_Records shown_.
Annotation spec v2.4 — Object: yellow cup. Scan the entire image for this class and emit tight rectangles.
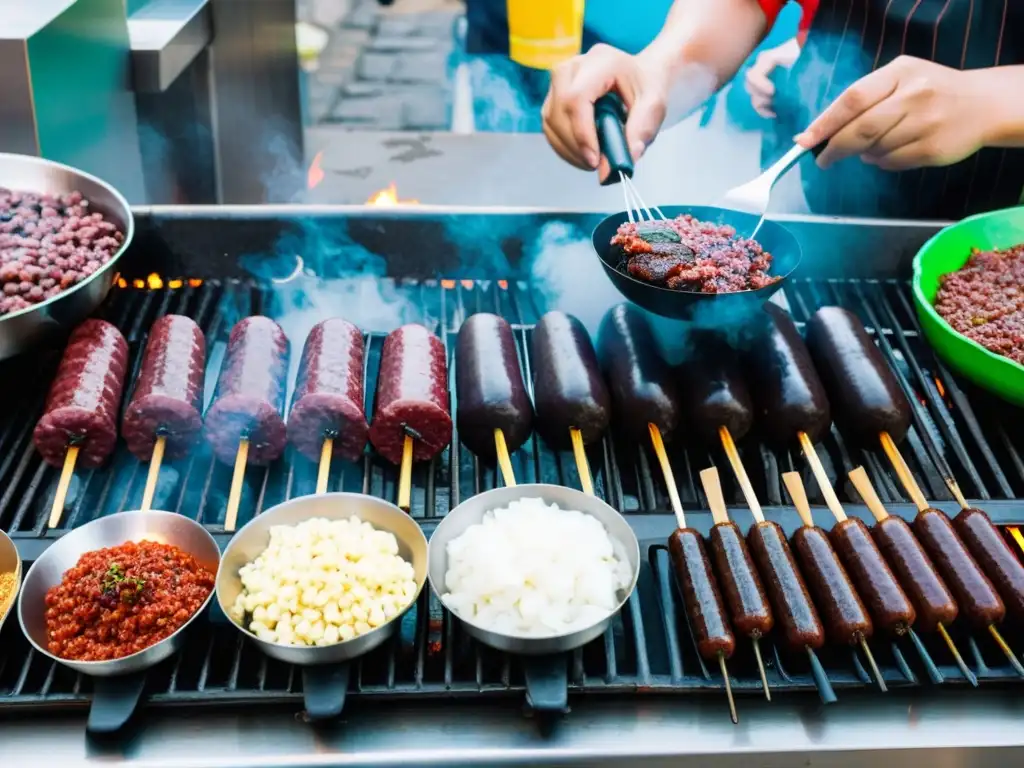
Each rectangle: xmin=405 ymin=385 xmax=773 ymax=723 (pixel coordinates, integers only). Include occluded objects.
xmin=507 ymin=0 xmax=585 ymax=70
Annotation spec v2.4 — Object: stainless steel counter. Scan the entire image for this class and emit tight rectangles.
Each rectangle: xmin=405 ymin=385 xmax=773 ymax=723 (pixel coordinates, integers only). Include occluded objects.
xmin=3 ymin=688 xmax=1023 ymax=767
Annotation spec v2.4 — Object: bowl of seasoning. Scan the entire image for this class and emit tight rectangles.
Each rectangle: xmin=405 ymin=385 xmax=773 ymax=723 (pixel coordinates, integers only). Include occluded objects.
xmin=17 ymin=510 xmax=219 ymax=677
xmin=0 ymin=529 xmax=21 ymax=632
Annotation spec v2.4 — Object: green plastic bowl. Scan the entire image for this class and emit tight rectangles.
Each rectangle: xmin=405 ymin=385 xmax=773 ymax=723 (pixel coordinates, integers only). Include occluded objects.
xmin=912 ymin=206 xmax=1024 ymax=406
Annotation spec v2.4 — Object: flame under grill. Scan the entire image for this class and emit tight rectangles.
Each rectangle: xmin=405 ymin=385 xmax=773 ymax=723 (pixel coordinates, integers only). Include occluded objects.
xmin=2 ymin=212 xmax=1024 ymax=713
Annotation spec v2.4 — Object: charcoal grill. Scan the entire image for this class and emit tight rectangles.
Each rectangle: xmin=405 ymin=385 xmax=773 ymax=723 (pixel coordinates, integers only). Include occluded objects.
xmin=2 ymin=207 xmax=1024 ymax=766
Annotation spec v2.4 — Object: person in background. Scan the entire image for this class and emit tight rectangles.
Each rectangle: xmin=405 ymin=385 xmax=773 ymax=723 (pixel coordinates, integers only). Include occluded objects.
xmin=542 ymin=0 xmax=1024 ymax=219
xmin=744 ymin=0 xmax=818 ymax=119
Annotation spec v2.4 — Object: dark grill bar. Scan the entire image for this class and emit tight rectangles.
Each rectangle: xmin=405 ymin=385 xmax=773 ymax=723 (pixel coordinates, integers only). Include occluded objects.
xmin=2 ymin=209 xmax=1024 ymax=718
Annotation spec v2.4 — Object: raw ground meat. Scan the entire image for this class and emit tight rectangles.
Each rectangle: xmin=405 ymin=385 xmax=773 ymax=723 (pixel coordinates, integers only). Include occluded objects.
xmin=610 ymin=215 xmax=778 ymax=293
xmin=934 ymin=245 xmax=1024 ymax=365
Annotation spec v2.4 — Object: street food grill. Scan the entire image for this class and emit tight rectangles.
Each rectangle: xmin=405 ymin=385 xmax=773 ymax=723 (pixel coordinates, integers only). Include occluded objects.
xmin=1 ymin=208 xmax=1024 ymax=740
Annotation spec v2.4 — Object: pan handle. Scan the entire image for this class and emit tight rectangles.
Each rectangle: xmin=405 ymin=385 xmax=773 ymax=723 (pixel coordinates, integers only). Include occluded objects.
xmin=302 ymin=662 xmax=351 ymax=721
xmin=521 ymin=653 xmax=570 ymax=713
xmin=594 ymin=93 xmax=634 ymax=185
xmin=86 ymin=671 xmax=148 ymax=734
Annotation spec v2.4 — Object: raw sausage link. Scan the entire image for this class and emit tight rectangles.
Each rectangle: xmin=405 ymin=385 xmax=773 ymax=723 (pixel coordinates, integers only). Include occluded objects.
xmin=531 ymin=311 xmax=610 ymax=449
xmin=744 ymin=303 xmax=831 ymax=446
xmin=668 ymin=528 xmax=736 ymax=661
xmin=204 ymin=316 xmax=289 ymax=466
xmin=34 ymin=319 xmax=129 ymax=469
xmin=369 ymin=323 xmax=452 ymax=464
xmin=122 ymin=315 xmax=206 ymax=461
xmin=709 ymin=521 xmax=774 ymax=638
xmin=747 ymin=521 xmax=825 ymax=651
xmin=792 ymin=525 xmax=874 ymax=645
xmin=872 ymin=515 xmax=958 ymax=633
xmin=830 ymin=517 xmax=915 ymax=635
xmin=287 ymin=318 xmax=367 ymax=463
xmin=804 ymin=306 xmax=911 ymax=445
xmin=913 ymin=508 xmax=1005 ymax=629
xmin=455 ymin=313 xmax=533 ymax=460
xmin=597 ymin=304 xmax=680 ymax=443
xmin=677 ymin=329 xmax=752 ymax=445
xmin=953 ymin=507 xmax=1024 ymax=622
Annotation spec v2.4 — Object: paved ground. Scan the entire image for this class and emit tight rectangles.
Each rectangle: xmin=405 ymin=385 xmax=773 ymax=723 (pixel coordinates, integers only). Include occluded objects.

--

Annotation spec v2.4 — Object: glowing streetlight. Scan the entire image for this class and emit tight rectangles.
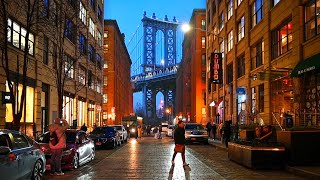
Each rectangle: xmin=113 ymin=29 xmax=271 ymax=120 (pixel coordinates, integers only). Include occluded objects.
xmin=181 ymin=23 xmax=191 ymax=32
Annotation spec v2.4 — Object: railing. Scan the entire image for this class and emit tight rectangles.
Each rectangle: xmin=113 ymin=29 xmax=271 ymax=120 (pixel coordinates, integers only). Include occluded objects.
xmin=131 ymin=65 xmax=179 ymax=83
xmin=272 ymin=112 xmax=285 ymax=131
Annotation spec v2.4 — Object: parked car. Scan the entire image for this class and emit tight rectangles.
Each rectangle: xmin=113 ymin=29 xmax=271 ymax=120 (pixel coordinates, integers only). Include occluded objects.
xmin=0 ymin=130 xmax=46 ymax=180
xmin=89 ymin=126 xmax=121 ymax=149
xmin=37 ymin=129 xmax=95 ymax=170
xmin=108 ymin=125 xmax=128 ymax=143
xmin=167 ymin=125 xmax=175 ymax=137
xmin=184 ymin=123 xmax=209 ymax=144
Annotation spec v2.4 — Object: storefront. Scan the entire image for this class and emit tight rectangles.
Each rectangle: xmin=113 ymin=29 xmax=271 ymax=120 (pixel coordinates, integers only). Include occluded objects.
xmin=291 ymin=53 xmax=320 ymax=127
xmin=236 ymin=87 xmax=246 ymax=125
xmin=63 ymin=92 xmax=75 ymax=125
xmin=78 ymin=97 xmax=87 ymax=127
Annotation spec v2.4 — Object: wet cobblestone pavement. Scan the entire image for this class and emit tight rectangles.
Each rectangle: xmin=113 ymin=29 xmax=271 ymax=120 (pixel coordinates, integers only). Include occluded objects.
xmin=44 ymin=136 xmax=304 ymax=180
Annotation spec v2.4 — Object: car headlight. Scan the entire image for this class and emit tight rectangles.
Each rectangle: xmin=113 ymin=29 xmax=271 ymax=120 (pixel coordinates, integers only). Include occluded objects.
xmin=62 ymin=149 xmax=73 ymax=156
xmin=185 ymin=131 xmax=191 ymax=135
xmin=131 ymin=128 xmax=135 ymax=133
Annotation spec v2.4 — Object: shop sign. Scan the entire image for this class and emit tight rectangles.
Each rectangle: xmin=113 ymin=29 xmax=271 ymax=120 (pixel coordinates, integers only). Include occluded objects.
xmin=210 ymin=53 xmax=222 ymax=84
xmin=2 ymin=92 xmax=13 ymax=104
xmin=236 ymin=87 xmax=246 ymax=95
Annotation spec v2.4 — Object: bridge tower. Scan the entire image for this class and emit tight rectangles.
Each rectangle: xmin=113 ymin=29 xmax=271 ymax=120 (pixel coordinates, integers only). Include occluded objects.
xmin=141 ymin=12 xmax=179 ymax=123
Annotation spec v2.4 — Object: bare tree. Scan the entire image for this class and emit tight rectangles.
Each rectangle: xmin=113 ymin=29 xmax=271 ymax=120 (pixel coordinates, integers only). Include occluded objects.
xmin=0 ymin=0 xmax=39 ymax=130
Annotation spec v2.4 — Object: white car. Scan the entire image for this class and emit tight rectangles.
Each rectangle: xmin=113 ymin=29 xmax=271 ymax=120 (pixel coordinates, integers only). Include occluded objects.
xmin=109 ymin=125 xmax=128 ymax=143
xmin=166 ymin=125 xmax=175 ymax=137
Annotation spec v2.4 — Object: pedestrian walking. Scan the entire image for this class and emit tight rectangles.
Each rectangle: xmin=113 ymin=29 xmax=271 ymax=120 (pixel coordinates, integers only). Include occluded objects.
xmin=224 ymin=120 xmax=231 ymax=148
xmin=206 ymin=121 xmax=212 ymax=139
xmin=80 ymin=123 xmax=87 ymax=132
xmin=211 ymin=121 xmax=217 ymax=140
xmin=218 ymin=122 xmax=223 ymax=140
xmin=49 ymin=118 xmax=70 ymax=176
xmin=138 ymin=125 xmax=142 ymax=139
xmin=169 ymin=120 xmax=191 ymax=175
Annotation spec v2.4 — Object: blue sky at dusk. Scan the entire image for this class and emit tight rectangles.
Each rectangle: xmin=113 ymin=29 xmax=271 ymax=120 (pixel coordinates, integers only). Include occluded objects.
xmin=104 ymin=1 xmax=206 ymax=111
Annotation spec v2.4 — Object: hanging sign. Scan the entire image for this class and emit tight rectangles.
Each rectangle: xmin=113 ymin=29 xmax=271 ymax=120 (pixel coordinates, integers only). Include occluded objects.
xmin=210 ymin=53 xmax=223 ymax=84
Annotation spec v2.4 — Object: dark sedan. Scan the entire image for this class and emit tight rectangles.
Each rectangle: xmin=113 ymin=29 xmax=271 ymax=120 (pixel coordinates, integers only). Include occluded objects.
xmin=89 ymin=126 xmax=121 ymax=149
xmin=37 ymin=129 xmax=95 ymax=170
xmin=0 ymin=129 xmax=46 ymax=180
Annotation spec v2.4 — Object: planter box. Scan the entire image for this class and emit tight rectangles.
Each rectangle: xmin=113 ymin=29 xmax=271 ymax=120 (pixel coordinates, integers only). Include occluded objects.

_Required work_. With the pictures omitted, restate word for word the lines above from the line that has "Annotation spec v2.4 — Object: yellow" up to and including the line that has "Annotation spec v2.4 — Object: stainless", and no other lines.

_Task response_.
Annotation spec v2.4 — Object: yellow cup. Scan the entire image for this class and emit tight rectangles.
Each rectangle: xmin=405 ymin=385 xmax=773 ymax=723 (pixel coordinates, integers only). Include occluded objects.
xmin=507 ymin=0 xmax=585 ymax=70
Annotation spec v2.4 — Object: stainless steel counter. Scan the entire image for this class and emit tight rectangles.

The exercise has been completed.